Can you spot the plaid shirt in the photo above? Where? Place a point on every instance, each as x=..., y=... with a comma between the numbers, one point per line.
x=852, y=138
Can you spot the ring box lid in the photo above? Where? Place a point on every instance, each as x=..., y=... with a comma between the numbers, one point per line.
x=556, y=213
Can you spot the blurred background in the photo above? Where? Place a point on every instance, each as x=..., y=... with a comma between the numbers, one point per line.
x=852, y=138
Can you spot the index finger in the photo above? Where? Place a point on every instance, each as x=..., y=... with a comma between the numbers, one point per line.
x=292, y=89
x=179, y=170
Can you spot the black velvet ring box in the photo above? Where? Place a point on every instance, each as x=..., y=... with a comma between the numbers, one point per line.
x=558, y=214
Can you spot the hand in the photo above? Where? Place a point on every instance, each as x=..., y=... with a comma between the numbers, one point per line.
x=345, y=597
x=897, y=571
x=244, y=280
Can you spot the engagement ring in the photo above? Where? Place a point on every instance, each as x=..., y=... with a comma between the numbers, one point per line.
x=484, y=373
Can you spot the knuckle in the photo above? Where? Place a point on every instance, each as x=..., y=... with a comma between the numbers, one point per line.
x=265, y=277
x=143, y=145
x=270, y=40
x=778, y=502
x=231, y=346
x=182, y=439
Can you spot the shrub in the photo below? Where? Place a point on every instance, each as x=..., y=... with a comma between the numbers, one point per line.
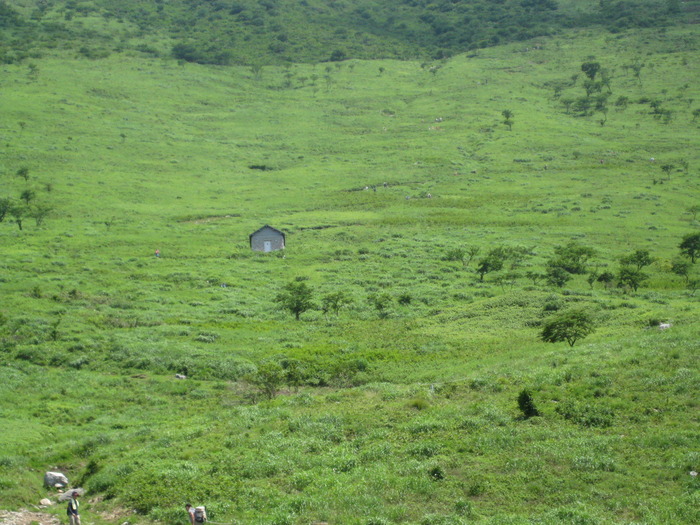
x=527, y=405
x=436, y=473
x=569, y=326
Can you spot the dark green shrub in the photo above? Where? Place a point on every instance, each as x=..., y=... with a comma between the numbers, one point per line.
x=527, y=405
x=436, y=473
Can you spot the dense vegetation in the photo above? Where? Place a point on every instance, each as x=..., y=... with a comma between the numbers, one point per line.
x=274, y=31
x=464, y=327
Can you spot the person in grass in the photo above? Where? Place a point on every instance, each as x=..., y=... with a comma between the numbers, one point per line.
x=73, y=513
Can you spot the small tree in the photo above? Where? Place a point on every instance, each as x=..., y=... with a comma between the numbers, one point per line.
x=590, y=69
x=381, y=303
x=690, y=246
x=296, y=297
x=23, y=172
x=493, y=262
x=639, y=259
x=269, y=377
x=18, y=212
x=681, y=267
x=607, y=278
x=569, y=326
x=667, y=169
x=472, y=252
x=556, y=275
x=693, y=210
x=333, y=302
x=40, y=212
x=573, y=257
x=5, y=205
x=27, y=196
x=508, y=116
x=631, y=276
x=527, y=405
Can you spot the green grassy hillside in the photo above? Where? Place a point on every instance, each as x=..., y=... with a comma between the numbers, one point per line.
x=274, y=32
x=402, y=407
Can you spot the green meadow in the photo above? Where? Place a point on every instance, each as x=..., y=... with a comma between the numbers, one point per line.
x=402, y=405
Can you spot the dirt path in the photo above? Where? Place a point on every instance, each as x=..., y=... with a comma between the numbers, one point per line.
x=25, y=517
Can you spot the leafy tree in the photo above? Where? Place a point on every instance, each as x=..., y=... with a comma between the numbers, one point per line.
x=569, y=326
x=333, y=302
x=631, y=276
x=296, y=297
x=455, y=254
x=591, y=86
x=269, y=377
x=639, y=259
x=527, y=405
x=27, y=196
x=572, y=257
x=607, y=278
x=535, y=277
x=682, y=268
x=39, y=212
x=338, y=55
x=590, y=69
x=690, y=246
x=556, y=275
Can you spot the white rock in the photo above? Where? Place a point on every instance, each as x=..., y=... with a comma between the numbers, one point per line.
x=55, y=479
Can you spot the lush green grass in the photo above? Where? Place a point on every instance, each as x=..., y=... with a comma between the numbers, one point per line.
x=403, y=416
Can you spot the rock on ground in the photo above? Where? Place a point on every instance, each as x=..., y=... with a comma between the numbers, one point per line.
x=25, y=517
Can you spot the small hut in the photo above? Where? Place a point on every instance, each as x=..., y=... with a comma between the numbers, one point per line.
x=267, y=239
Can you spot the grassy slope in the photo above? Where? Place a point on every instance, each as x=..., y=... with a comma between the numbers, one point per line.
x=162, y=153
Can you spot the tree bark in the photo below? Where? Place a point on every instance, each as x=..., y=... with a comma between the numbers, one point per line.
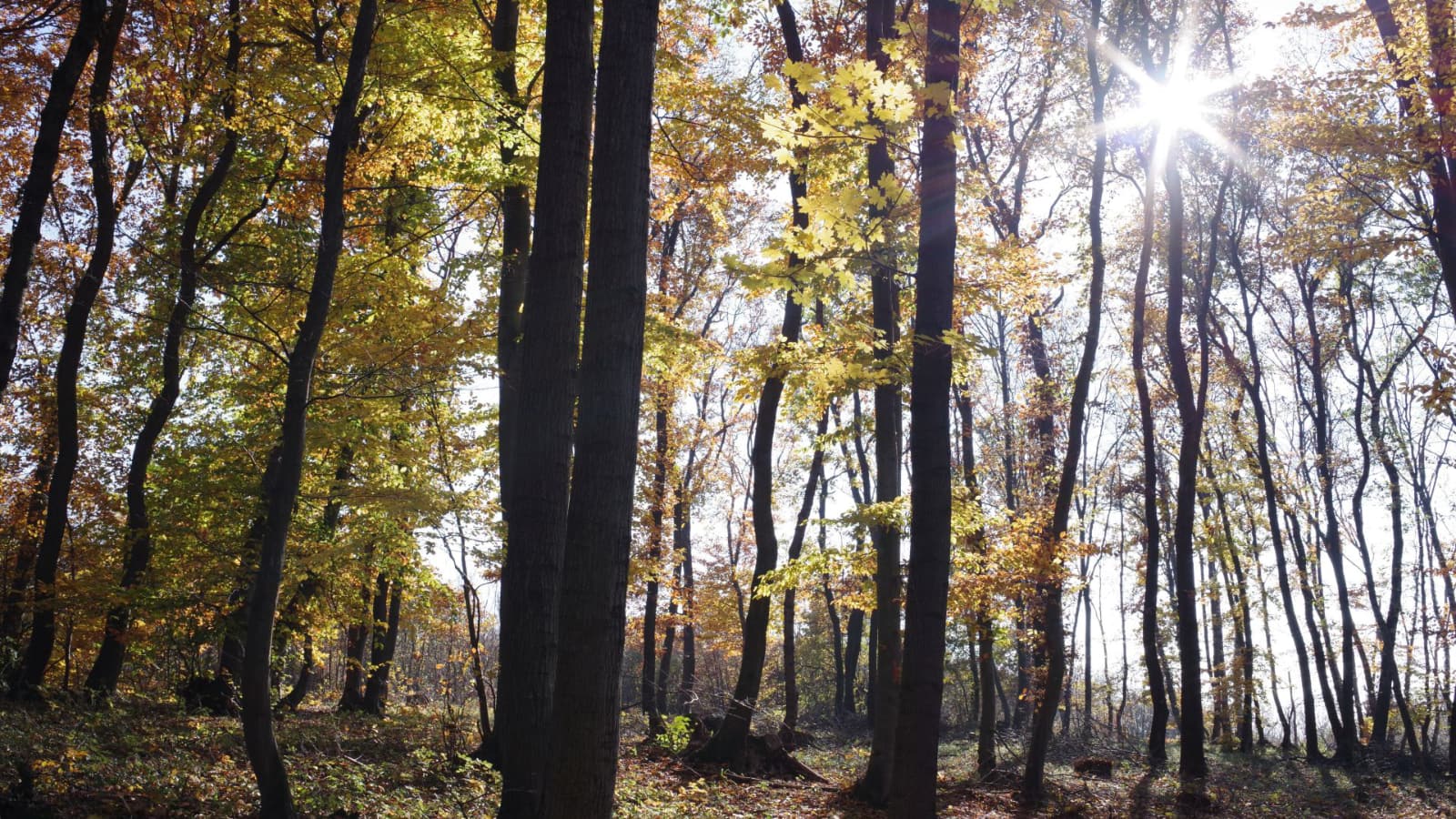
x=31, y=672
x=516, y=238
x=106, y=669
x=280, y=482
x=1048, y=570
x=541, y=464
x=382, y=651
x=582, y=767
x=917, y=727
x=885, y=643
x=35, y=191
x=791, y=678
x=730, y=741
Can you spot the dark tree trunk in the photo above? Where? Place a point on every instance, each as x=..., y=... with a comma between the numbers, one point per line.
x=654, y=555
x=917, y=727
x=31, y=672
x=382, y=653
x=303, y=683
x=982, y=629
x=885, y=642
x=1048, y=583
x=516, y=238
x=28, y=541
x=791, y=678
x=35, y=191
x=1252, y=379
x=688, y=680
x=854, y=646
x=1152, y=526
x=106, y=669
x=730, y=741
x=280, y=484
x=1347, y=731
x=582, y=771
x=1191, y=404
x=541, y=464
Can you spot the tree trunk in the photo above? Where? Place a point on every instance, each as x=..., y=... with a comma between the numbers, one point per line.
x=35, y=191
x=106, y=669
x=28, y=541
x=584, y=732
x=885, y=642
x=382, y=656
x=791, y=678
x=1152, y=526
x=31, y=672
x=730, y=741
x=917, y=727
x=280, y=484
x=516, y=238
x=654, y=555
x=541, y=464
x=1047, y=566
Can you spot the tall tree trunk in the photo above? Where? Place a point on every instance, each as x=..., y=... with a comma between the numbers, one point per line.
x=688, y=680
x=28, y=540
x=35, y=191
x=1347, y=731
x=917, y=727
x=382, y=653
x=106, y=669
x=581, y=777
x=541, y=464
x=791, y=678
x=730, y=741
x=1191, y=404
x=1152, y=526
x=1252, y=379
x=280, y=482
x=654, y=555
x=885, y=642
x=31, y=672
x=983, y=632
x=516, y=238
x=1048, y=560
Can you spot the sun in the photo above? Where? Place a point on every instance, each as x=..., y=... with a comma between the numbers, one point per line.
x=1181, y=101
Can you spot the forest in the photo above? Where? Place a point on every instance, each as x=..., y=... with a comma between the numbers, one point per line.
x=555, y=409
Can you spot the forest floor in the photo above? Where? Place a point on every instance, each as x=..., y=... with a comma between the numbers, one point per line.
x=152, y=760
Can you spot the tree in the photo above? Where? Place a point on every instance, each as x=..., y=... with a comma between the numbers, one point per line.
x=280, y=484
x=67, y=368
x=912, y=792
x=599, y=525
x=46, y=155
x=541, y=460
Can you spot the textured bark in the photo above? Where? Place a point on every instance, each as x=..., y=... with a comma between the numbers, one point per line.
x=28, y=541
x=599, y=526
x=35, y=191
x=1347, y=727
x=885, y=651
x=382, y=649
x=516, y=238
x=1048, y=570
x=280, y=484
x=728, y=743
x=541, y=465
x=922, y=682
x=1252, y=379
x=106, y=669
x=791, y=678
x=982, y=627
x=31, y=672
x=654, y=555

__________________________________________________

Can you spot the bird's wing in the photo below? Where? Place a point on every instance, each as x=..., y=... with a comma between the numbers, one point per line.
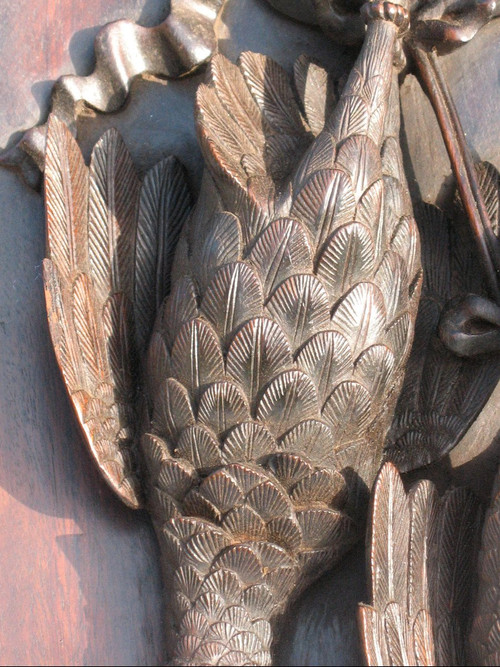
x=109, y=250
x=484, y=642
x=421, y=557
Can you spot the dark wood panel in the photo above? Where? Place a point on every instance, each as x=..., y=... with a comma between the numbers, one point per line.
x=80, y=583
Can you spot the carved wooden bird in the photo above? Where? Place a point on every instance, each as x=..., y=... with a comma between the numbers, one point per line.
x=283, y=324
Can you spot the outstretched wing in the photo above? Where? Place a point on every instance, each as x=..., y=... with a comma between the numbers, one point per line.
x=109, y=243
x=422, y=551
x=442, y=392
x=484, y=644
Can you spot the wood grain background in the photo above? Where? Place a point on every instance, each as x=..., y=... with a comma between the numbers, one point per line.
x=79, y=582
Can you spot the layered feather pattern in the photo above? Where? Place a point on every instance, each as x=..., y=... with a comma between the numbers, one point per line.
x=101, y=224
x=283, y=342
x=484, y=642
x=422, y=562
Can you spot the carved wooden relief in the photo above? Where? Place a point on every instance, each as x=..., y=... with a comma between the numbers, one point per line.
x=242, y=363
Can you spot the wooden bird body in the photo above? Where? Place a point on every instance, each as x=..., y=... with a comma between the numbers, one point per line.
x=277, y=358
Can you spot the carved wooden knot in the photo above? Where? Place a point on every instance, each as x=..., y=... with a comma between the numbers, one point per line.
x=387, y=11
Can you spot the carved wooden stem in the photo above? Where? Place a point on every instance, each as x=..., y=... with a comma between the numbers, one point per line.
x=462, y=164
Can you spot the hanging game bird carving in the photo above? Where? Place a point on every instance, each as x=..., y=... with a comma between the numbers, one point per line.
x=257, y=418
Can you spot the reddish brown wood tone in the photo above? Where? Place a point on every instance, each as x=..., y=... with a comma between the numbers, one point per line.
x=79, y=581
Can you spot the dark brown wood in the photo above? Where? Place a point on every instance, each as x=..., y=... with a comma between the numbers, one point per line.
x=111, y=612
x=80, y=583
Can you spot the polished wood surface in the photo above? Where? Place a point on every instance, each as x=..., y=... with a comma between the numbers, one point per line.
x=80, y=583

__________________________________________________

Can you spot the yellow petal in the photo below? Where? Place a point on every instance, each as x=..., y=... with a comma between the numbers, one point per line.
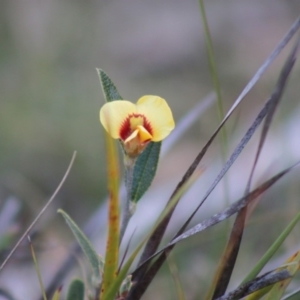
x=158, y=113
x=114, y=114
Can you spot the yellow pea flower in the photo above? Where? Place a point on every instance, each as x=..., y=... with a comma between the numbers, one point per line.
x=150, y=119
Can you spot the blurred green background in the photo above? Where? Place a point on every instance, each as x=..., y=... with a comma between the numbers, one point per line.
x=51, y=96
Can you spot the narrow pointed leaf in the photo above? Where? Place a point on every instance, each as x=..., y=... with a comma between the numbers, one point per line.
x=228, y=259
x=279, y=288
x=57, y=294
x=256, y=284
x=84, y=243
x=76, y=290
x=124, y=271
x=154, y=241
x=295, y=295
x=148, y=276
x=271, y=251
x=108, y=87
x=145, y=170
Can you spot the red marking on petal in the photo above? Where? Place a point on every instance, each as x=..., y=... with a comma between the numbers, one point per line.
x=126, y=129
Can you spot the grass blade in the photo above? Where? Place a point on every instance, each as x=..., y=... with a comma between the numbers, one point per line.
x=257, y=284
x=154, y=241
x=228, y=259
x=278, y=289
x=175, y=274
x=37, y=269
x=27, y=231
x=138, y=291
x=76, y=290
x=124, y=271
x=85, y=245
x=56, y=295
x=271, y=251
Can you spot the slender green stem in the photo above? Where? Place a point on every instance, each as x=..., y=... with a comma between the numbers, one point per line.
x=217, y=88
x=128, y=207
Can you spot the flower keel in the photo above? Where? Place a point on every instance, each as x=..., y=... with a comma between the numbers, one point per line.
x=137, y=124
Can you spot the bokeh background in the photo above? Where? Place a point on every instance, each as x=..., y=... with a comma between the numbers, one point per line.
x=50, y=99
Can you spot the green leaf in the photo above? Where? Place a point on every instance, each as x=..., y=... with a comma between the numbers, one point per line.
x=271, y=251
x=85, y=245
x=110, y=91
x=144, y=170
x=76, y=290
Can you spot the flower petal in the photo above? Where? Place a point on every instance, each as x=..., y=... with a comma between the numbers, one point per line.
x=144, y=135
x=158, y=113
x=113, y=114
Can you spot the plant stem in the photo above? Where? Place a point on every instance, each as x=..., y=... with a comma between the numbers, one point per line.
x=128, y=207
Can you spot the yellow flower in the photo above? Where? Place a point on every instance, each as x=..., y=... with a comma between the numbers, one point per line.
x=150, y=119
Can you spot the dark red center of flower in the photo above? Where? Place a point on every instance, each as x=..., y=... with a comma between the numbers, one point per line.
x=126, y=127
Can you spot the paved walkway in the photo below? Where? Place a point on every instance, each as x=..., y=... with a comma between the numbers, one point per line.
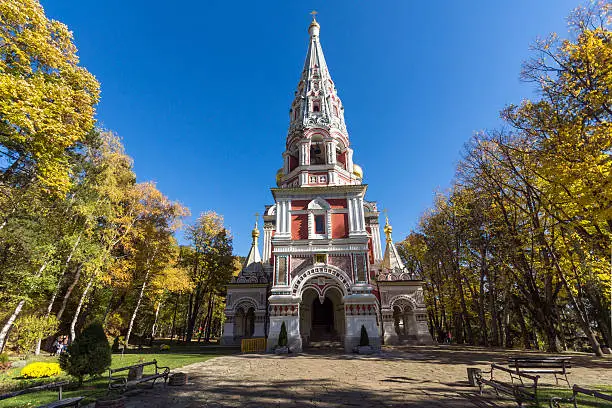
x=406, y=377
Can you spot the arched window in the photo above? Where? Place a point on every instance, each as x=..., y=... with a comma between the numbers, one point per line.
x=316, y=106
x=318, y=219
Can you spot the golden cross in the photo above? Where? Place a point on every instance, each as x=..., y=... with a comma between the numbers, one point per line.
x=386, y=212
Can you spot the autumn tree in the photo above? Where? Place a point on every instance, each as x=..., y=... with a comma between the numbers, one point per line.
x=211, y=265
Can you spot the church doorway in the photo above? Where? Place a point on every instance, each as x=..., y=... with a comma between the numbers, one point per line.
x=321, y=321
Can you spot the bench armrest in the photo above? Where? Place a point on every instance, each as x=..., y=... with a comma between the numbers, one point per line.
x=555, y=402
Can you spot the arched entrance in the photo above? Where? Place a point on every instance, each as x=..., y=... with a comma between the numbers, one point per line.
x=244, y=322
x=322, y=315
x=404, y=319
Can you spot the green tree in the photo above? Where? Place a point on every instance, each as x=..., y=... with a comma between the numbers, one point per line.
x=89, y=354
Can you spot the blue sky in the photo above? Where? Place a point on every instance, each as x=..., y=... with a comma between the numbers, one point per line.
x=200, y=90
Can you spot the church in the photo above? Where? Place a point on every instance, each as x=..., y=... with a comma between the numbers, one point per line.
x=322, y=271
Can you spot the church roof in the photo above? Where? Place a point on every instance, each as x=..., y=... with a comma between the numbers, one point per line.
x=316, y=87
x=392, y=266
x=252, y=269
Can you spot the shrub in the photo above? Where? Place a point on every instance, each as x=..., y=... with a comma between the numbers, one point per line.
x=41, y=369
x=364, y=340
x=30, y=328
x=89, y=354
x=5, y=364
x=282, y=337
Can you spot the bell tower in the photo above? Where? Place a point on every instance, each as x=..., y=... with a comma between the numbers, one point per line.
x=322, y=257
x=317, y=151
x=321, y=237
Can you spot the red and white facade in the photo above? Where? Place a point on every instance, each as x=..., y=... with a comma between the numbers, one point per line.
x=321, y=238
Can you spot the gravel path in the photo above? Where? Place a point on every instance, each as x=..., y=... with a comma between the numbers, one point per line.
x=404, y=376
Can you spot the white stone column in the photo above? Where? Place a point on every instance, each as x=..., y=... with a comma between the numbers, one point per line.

__________________________________________________

REQUIRED TASK
Copy out the rows from the line with "Can you spot the sun" to the line with "x=152, y=760", both included, keeping every character as it appears.

REPLY
Can you spot the sun in the photo above? Where? Place a point on every instance, each as x=..., y=... with a comma between the numbers, one point per line.
x=1181, y=101
Can you spot the forest in the photo above? Where? Place a point on every instance, each as x=..., y=... with a comma between the numbers, one point per line.
x=555, y=409
Can you spot the forest floor in the photo above? Where? Place a point on every instance, each as x=..., y=... with a comma between the numbers, one point per line.
x=152, y=760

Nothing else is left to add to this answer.